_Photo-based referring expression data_
· · ·

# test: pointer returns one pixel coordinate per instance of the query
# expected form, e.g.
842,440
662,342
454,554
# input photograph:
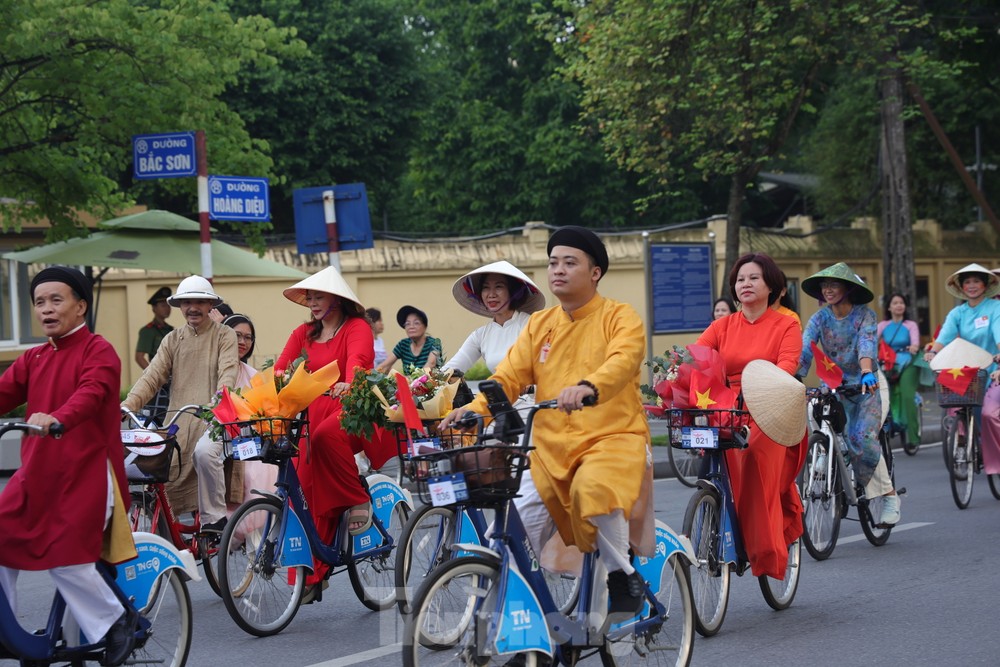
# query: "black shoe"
215,526
120,638
625,592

· · ·

_Task objective_
Repeat every line of the data above exactly, but drop the pictures.

_Task response_
# test: pointer returns one pixel coordinate per instance of the query
# expected form, e.g.
842,440
662,342
454,554
# input photograph:
# query: "black shoe"
215,526
120,638
625,592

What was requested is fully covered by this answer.